[Problem statement]:
Reproduce each of the rows below verbatim, keeping every line and coordinate unchanged.

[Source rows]
######

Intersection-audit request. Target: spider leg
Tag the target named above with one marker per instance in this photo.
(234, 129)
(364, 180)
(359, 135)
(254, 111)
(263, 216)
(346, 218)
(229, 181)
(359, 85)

######

[Complete response]:
Intersection-audit request. Target: spider leg
Tag the target named above with one marker per instance in this photo.
(234, 129)
(364, 180)
(359, 135)
(254, 111)
(263, 216)
(346, 218)
(229, 181)
(359, 85)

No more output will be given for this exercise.